* _Exercise prompt_
In the passage on interwar Austria, the first paragraph traces a chain of effects that starts with Austrians' doubts about their country's viability. List each step of that chain in order.

Despite the gradual improvement in the Austrian economy after 1924, serious doubts about the country’s Lebensfähigkeit (viability) remained widespread. Even in the most prosperous years there was a troublesome surplus of imports over exports. In an age of autarky only self-sufficient countries were considered viable. For Austrians, their self-doubt became a self-fulfilling prophecy. Foreigners, impressed by the Austrians’ pessimism about their future, were reluctant to invest in a dying state. Consequently, Austrian industries were constantly short of the capital they needed to expand. In turn, this shortage left unsolved the chronic unemployment rate, which rarely fell below 10 percent of the work force.13

The Anschluss Movement

Difficult as its economic problems were, an even worse dilemma for the young Austrian Republic was the repudiation of its very existence by the majority of its citizens. It was this rejection, more than any other single factor, that aided the Nazis’ cause. The heart and soul of the Austrian Nazis’ program was their desire for an Anschluss, or union, with Germany. Far from creating the issue, however, or even monopolizing it, the Nazis merely succeeded in exploiting it more effectively than any other Austrian party.

Items from a data source
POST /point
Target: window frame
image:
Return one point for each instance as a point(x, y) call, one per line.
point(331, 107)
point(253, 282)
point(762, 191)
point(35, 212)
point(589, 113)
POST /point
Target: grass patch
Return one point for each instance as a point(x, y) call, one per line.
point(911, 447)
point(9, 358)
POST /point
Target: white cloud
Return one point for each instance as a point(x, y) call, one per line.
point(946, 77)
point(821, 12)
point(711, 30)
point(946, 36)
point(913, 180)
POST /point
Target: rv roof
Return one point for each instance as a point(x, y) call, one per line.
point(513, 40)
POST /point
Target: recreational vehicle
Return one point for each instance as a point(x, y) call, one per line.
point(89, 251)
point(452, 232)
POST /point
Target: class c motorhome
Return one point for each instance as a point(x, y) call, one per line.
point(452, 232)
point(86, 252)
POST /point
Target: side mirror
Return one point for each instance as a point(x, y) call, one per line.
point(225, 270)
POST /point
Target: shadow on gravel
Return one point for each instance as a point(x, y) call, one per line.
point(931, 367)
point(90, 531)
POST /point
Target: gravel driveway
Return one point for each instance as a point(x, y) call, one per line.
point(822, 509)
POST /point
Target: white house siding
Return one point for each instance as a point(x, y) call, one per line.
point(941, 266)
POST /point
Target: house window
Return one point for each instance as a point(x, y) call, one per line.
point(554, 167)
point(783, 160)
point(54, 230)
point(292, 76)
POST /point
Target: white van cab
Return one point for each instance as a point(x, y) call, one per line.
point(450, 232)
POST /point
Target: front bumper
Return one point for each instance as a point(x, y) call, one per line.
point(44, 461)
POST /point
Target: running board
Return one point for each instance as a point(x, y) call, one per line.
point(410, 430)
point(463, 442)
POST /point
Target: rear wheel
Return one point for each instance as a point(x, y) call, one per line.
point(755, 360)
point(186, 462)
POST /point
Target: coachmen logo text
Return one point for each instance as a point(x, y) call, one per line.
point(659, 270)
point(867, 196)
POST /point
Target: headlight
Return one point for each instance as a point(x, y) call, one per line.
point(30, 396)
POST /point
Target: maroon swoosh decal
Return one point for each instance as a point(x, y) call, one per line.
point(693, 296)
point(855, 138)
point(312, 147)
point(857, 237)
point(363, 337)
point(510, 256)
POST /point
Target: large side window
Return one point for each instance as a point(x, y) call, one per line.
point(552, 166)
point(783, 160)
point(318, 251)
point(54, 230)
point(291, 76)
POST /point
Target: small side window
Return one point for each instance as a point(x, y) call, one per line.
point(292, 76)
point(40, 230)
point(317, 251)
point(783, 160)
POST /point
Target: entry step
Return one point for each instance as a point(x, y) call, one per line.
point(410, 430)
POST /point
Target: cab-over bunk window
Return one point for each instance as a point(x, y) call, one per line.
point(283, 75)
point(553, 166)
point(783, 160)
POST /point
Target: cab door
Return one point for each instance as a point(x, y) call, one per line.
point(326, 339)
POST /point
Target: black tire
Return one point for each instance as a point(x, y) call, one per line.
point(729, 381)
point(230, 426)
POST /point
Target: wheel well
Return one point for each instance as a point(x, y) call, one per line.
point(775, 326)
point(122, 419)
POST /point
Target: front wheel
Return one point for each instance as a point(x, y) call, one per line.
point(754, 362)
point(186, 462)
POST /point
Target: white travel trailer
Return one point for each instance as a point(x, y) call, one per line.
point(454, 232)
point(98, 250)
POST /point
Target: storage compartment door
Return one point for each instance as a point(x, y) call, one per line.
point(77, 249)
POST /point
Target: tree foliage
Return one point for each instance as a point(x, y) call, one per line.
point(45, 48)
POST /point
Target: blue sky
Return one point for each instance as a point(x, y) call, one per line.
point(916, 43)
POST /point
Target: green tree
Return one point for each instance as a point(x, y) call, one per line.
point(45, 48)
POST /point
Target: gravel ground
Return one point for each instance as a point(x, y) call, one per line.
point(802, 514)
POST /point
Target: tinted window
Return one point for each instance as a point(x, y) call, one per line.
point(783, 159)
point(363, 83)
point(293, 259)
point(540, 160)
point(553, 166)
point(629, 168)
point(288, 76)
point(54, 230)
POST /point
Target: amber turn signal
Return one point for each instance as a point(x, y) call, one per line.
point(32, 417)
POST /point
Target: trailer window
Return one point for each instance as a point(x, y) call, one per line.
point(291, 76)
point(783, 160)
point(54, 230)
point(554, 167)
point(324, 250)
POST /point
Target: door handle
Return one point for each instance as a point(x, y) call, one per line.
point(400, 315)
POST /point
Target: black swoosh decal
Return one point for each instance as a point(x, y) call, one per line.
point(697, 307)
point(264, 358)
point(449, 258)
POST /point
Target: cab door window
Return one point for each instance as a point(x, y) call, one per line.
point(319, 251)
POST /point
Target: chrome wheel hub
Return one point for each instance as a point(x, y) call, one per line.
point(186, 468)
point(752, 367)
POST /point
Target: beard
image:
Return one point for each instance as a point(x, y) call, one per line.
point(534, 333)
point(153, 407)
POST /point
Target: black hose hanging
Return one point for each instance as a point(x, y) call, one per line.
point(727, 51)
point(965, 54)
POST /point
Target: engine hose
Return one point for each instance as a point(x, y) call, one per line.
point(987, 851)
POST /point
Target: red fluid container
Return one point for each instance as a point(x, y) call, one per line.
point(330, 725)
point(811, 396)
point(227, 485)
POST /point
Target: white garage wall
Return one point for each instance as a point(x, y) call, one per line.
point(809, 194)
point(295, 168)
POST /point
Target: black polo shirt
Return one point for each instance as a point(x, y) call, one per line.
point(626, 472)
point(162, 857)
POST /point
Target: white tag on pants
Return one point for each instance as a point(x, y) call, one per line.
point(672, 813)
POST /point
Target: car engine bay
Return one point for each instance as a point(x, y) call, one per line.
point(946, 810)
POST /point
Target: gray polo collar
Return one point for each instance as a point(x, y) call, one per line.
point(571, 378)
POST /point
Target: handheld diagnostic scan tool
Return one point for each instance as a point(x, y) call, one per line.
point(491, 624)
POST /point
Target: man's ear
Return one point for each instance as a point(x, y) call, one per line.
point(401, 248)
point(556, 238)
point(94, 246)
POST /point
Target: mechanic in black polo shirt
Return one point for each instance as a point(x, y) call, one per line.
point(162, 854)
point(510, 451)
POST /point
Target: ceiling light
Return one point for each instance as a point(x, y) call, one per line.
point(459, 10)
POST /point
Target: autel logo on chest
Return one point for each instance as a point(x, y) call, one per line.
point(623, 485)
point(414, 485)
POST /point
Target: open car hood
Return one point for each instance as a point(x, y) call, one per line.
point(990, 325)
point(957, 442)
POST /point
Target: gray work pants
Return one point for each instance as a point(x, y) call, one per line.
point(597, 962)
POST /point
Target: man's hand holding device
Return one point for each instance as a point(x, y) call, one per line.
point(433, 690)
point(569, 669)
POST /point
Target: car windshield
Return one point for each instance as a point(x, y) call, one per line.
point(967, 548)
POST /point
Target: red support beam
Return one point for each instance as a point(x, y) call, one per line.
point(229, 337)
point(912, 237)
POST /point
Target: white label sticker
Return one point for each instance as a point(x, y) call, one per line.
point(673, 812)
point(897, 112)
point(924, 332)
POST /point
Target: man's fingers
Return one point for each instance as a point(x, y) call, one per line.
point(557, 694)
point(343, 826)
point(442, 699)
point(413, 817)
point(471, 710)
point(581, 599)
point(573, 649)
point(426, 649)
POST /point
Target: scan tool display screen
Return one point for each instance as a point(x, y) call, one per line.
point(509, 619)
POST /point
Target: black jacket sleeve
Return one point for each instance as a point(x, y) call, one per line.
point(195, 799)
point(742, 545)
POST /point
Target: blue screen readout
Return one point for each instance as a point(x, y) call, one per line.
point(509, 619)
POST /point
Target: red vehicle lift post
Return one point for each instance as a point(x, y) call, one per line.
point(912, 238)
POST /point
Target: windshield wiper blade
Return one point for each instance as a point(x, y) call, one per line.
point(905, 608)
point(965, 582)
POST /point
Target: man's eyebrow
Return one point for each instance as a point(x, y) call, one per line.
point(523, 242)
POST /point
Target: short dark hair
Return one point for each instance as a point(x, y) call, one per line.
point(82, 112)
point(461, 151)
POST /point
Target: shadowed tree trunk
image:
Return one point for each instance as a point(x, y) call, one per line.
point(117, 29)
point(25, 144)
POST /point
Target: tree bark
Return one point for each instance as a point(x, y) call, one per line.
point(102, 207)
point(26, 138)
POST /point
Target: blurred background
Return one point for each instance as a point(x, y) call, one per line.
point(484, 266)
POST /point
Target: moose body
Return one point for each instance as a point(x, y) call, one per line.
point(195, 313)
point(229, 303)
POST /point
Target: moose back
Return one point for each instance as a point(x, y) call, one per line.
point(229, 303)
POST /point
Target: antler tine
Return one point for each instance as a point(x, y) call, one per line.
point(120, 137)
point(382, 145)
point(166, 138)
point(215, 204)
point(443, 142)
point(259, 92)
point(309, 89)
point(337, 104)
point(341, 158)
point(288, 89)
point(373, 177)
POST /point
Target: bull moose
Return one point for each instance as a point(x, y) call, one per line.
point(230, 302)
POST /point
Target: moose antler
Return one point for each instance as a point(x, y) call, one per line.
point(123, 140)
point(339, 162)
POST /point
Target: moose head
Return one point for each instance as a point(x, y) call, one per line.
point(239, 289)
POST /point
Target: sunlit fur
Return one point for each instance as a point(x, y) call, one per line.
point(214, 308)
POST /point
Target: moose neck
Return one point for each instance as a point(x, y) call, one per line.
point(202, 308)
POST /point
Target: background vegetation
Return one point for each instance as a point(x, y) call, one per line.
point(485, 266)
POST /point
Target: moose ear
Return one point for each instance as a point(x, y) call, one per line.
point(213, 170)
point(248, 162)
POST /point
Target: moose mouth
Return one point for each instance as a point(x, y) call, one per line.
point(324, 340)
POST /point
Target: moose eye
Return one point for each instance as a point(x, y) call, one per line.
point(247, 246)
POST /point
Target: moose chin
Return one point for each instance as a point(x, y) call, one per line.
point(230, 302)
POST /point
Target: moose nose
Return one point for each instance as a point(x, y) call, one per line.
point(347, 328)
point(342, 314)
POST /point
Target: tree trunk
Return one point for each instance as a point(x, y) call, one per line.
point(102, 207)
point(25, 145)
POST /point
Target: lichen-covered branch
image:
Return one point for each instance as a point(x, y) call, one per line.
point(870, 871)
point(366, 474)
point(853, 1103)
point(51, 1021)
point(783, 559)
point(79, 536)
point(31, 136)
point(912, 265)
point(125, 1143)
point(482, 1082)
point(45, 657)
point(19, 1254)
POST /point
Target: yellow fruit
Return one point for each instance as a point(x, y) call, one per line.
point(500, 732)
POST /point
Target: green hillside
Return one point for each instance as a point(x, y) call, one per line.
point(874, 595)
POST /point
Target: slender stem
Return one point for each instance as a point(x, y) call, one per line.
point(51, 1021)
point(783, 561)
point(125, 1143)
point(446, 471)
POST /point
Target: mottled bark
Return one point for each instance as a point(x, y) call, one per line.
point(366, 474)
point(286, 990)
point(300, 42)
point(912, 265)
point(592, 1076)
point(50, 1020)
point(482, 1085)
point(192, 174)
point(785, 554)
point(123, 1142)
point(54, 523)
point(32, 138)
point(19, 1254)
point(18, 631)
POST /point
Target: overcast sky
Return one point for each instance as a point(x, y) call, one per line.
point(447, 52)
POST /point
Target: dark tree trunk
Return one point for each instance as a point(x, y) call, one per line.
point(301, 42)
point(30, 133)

* _Output below_
1. Austrians' self-doubt about their country's viability became a self-fulfilling prophecy.
2. Foreigners, impressed by that pessimism, were reluctant to invest in a dying state.
3. Austrian industries were constantly short of the capital they needed to expand.
4. The chronic unemployment rate stayed unsolved and rarely fell below 10 percent of the work force.